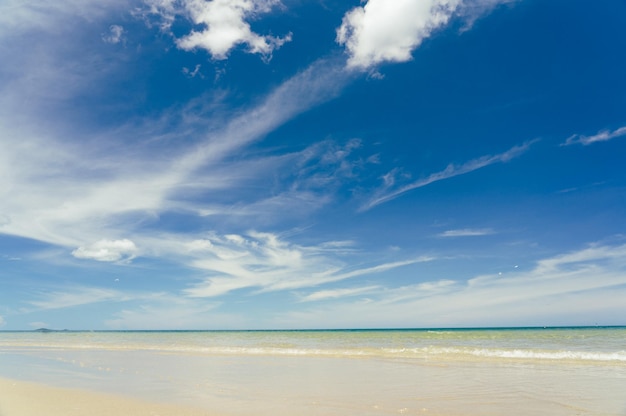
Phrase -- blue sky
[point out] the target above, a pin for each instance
(196, 164)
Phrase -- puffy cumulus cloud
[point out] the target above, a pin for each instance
(601, 136)
(225, 25)
(388, 31)
(107, 250)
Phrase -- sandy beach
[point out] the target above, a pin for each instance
(384, 373)
(19, 398)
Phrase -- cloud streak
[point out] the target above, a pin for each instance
(601, 136)
(578, 287)
(265, 263)
(467, 232)
(387, 194)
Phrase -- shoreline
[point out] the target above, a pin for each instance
(25, 398)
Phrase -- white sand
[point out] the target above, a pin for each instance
(18, 398)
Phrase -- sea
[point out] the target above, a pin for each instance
(446, 372)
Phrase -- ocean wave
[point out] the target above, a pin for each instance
(418, 353)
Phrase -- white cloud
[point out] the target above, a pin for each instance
(583, 287)
(164, 311)
(109, 191)
(601, 136)
(388, 31)
(386, 194)
(115, 35)
(338, 293)
(107, 250)
(80, 296)
(467, 232)
(265, 262)
(226, 25)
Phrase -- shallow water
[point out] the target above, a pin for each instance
(564, 371)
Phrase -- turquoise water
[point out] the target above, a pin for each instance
(589, 344)
(446, 372)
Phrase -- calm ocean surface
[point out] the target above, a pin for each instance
(514, 371)
(570, 345)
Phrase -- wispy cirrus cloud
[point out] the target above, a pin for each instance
(590, 281)
(388, 193)
(77, 297)
(601, 136)
(338, 293)
(264, 262)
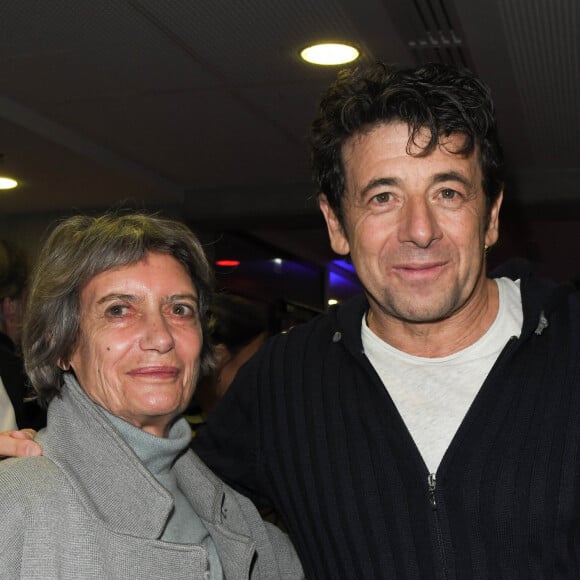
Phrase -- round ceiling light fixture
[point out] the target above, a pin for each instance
(8, 183)
(328, 54)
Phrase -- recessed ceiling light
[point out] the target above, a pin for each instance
(8, 183)
(329, 54)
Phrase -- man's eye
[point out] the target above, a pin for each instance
(449, 194)
(382, 197)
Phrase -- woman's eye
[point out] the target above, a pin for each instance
(116, 310)
(183, 310)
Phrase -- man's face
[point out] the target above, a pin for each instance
(415, 227)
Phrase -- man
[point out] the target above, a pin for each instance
(427, 429)
(13, 277)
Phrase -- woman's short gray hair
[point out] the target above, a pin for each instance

_ _ _ _ _

* _Exercise_: Copy every line of the stretch from the line containing "Phrase -- white cloud" through the end of the entries above, shifting each answer coordinate by adding 145 to both numbers. Leave the picture markers out.

* _Reply to the exercise_:
Phrase -- white cloud
[point out] the target above, a pin for each instance
(728, 432)
(309, 456)
(254, 336)
(746, 281)
(533, 176)
(531, 339)
(260, 180)
(483, 438)
(252, 395)
(225, 441)
(612, 377)
(410, 407)
(371, 170)
Phrase -- shallow water
[point out] the target above, a pin for each instance
(709, 516)
Phrase -- turquoise water
[point out] the target above, a pin for each instance
(734, 489)
(591, 517)
Phrase -- calm ocean surface
[point out] the target above, a pin for each instance
(659, 516)
(715, 490)
Phrase -- wispy cirrus cloud
[point out] the target above, a pin for each instance
(735, 426)
(533, 338)
(222, 442)
(746, 281)
(483, 438)
(409, 407)
Phrase -- round ceiling light fixture
[point out] the target above, a pin for each instance
(153, 328)
(473, 199)
Phrase -- recessed ceiling light
[point out] the target above, a pin for each instance
(153, 328)
(474, 199)
Phrase -- man's eye
[point out] the target above, a pin for each instance
(594, 339)
(527, 342)
Phrase -- woman's eye
[point out] the target above, a pin for each instance
(261, 455)
(328, 455)
Phrase -- man's face
[point out] the target above, a pin for each instance
(560, 372)
Phrase -- man
[point out] the target above, a pin for each instance
(572, 574)
(158, 422)
Phrase -- woman's short gray hair
[point out] the target above, a pin for each instance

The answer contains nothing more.